▸ Text passage:

>> start

#### The highest score achieved so far is 88%
#### below is a figure which will be provided in the report

In [None]:
import matplotlib.pyplot as plt

data = [0.78, 0.73, 0.73, 0.75, 0.22, 0.73, 0.59, 0.57,0.45]

plt.bar(['Adamic/Adar','Common','Jaccard','Cosine','Preferential','Katz1957','SimRank','Spectral Clustering','Modularity'], data,color=['b', 'r', 'yellow','b','g'])
plt.title('Accuracy on Validation Set for 100 positive link prediction',fontsize=16,color='r')
plt.xlabel('Algorithms Categories')
plt.ylabel('Accuracy')
plt.rcParams['figure.figsize'] = (18.0, 3.0)
plt.show()

# Data Preparation: Train, Test, Validation

In [None]:
#Import package
import networkx as nx
from networkx.algorithms import tree
import time
import numpy as np
from numpy import mat
import numpy.linalg
from numpy.linalg import eig as eigenValuesAndVectors
import math
import matplotlib.pyplot as plt
import itertools
from scipy import linalg
import sys
import gensim

In [None]:
# Validation
pos_File='val_positive.txt'
neg_File='val_negative.txt'
Val_G = nx.Graph()

>> end

▸ Problems:
[1] Condense the code block in the link prediction notebook that begins "import matplotlib.pyplot as plt" into a brief bulleted list of what it does, keeping its values and labels.
[2] Resume the link prediction notebook after its last line, carrying on the validation code that builds Val_G.

(Collection entries)
>> start

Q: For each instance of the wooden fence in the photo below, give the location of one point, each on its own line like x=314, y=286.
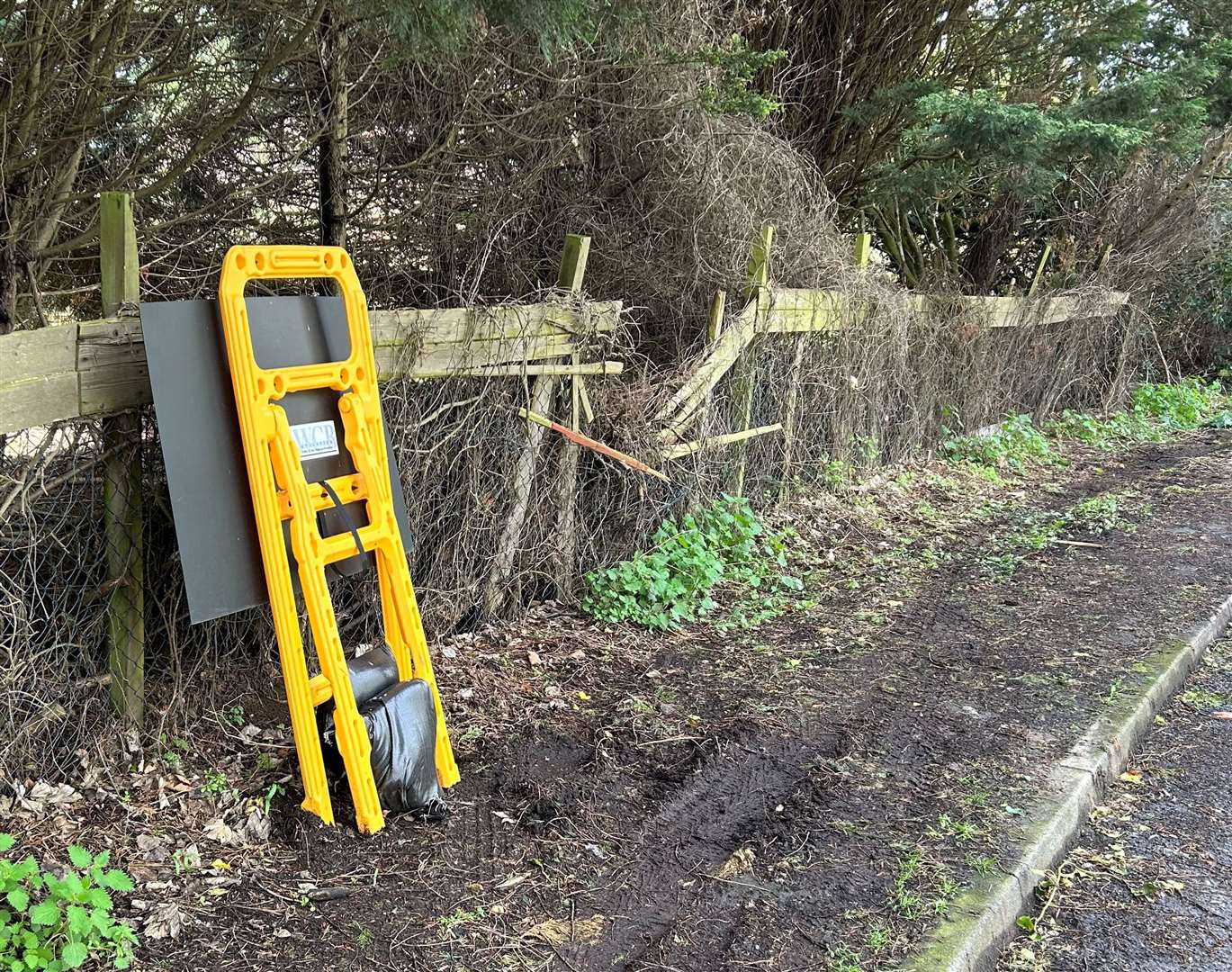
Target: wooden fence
x=97, y=368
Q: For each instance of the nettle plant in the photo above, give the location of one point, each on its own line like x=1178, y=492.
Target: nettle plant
x=670, y=583
x=50, y=922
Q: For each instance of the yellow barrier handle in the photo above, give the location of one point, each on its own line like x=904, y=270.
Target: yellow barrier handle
x=280, y=491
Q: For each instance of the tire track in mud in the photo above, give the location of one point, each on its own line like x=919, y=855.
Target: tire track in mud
x=730, y=801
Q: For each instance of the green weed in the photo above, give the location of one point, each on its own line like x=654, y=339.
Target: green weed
x=670, y=583
x=1201, y=698
x=50, y=922
x=1013, y=444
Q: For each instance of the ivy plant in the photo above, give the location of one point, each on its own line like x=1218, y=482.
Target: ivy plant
x=671, y=581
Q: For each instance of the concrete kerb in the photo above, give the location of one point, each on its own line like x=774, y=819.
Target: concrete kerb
x=984, y=918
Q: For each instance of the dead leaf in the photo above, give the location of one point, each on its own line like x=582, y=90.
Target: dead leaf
x=256, y=827
x=166, y=921
x=560, y=931
x=222, y=832
x=741, y=862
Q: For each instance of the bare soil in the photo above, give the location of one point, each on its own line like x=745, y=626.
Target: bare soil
x=788, y=786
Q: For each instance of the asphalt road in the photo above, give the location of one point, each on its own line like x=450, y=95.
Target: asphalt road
x=1148, y=886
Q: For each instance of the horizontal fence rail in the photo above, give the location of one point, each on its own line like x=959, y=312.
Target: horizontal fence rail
x=97, y=367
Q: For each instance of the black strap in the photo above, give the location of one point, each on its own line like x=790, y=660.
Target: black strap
x=337, y=504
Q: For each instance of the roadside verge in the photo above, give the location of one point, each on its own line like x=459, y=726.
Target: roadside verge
x=982, y=919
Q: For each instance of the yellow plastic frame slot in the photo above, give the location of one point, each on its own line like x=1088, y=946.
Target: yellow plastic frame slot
x=280, y=491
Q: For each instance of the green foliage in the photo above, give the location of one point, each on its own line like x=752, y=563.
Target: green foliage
x=1014, y=443
x=670, y=583
x=735, y=67
x=1097, y=514
x=1184, y=404
x=425, y=27
x=49, y=922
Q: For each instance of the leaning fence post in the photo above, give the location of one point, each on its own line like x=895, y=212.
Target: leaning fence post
x=573, y=266
x=744, y=373
x=573, y=269
x=122, y=476
x=1039, y=270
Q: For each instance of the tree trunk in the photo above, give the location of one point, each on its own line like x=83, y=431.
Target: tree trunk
x=331, y=144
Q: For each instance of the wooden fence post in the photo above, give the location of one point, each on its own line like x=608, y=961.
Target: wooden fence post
x=1039, y=270
x=744, y=373
x=573, y=267
x=860, y=256
x=122, y=509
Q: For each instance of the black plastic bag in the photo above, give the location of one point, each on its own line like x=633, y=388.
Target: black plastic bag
x=401, y=725
x=400, y=718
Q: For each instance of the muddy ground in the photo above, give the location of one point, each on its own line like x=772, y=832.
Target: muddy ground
x=796, y=784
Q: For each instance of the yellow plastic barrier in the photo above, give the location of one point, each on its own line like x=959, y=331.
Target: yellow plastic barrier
x=280, y=491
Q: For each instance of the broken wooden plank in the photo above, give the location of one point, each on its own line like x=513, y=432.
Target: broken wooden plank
x=32, y=401
x=591, y=444
x=715, y=441
x=37, y=354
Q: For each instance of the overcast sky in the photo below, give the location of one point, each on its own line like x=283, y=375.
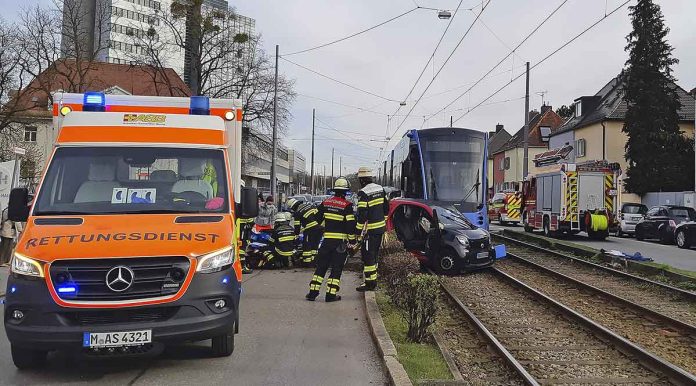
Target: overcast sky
x=386, y=61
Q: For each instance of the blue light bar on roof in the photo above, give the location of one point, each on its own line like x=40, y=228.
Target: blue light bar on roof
x=94, y=101
x=200, y=105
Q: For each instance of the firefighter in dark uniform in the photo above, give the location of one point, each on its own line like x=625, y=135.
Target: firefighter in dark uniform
x=307, y=216
x=373, y=209
x=281, y=245
x=339, y=235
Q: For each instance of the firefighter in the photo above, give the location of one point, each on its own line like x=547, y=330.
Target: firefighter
x=307, y=216
x=281, y=245
x=373, y=209
x=339, y=236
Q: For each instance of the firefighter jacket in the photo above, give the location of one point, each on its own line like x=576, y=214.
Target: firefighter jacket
x=373, y=208
x=339, y=218
x=305, y=217
x=282, y=240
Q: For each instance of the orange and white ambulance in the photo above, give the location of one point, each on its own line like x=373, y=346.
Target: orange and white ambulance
x=129, y=241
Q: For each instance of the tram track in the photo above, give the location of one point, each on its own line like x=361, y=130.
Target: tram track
x=546, y=342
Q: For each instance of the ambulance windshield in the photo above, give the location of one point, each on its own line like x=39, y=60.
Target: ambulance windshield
x=107, y=180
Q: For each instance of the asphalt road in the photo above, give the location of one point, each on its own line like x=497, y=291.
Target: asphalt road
x=283, y=340
x=667, y=254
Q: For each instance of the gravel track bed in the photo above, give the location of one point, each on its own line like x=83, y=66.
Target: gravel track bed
x=568, y=353
x=661, y=338
x=646, y=294
x=478, y=364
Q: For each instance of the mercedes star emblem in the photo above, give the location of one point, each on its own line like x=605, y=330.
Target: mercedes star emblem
x=119, y=278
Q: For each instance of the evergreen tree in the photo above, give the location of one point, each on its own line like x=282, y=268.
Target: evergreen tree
x=659, y=157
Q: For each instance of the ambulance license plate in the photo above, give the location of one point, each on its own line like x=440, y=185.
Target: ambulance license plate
x=116, y=339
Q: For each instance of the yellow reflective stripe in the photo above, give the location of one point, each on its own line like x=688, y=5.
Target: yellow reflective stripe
x=335, y=235
x=283, y=253
x=310, y=212
x=333, y=216
x=376, y=201
x=376, y=225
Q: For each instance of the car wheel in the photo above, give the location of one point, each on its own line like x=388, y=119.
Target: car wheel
x=26, y=359
x=223, y=345
x=681, y=240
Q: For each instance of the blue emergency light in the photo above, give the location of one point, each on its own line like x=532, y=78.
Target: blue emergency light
x=94, y=101
x=200, y=105
x=68, y=289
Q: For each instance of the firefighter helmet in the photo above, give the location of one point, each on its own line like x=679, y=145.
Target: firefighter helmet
x=364, y=172
x=341, y=184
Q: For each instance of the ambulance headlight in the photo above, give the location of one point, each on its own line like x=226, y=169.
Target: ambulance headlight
x=23, y=265
x=216, y=261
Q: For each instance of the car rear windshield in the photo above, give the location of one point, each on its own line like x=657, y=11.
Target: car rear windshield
x=634, y=209
x=109, y=180
x=686, y=213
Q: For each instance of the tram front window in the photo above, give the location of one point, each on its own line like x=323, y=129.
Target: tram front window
x=454, y=168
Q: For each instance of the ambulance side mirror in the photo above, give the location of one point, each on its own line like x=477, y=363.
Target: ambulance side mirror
x=249, y=206
x=18, y=206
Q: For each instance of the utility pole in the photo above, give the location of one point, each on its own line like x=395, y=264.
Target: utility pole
x=311, y=168
x=332, y=154
x=525, y=165
x=275, y=131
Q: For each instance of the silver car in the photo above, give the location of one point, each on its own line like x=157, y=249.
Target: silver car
x=630, y=215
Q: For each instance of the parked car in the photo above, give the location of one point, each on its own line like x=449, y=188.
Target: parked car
x=630, y=215
x=660, y=222
x=685, y=234
x=441, y=238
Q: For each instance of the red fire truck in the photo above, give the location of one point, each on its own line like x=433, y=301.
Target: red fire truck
x=570, y=197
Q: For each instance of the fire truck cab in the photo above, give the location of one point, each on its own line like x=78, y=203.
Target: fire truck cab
x=130, y=242
x=571, y=198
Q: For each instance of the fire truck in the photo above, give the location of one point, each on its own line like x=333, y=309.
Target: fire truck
x=570, y=198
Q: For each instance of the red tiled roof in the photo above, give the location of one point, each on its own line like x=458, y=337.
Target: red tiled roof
x=99, y=76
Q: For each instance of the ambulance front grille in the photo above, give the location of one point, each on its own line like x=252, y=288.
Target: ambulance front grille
x=152, y=277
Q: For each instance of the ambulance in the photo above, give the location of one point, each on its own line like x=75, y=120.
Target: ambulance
x=129, y=240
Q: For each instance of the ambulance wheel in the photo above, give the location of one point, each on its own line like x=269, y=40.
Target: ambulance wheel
x=26, y=359
x=223, y=345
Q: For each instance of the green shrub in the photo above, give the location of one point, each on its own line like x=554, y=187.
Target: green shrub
x=418, y=304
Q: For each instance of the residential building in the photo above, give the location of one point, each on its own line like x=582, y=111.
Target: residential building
x=256, y=162
x=496, y=140
x=35, y=128
x=298, y=172
x=595, y=130
x=508, y=160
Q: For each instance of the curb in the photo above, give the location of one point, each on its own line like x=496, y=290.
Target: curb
x=395, y=370
x=447, y=355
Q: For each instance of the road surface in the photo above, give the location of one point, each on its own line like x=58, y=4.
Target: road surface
x=283, y=340
x=667, y=254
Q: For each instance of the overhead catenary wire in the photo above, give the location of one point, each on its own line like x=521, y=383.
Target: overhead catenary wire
x=339, y=81
x=413, y=106
x=545, y=58
x=354, y=34
x=549, y=16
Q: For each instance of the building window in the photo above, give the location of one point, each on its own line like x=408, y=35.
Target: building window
x=30, y=134
x=580, y=148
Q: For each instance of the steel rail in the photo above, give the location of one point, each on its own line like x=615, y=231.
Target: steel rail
x=646, y=358
x=690, y=328
x=492, y=340
x=688, y=294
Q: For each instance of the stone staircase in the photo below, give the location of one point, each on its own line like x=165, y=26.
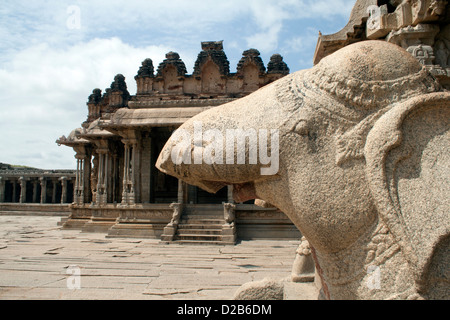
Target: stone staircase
x=204, y=224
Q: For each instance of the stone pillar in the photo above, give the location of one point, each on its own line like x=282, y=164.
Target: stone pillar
x=78, y=189
x=23, y=190
x=14, y=196
x=54, y=191
x=230, y=194
x=229, y=234
x=63, y=189
x=2, y=190
x=43, y=182
x=128, y=190
x=86, y=179
x=35, y=196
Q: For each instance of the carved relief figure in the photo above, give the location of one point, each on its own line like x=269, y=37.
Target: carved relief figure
x=363, y=169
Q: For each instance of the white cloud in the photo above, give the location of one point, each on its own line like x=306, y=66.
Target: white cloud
x=47, y=69
x=44, y=92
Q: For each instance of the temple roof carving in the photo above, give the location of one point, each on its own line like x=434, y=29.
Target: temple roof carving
x=172, y=59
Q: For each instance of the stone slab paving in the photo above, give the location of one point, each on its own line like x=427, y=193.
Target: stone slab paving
x=39, y=260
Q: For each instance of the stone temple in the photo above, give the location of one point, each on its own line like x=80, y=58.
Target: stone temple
x=117, y=188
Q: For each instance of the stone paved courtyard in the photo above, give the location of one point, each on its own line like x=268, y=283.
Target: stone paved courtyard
x=38, y=260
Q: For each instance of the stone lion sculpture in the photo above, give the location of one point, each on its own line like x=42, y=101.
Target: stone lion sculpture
x=363, y=168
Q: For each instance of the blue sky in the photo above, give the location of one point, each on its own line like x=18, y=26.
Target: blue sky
x=54, y=53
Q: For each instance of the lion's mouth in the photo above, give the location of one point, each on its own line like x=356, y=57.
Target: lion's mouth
x=244, y=192
x=241, y=192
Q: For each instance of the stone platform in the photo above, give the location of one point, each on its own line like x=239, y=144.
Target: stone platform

>> end

▸ Exercise responses:
[1]
- Imports matplotlib.pyplot as plt.
- Sets the accuracies 0.78, 0.73, 0.73, 0.75, 0.22, 0.73, 0.59, 0.57 and 0.45 for Adamic/Adar, Common, Jaccard, Cosine, Preferential, Katz1957, SimRank, Spectral Clustering and Modularity.
- Draws them as a bar chart with the colors b, r, yellow, b and g.
- Titles it "Accuracy on Validation Set for 100 positive link prediction" in red at font size 16.
- Labels the x-axis "Algorithms Categories" and the y-axis "Accuracy".
- Sets the figure size to 18.0 by 3.0 and shows the plot.

[2]
Val_pos_G = nx.Graph()
Val_neg_G = nx.Graph()
with open(pos_File) as file:
    for line in file:
        Node_L, Node_R = [str(x) for x in line.strip().split()]
        Val_G.add_edge(Node_L,Node_R)
        Val_pos_G.add_edge(Node_L,Node_R)
with open(neg_File) as file:
    for line in file:
        Node_L, Node_R = [str(x) for x in line.strip().split()]
        Val_G.add_edge(Node_L,Node_R)
        Val_neg_G.add_edge(Node_L,Node_R)

In [None]:
# Training

G = nx.Graph() #G = nx.DiGraph()
Node_List = []
FileName = "training.txt"
with open(FileName) as file:
    for line in file:
        Node_L, Node_R = [str(x) for x in line.strip().split()]
        Node_List.append(Node_L)
        Node_List.append(Node_R)
        G.add_edge(Node_L,Node_R)
Node_List = list(set(Node_List))

In [None]:
#Nodes Dictionary-> G
Nodes_Dictionary={}
NN = list(G.nodes())
for n in range(len(NN)):
    Nodes_Dictionary[NN[n]] = n

## Neighbour_Based

In [None]:
def Neighbour_Based(v_1,v_2,methods,Graph):
    if methods == 'Adamic/Adar':
        return tuple(nx.adamic_adar_index(Graph,[(v_1,v_2)]))[0][-1]
    v_1_neighbour = list(Graph.neighbors(v_1))
    v_2_neighbour = list(Graph.neighbors(v_2))
    common_neighbour = set(v_1_neighbour) & set(v_2_neighbour) #find common
    if methods == 'Common':
        return len(common_neighbour)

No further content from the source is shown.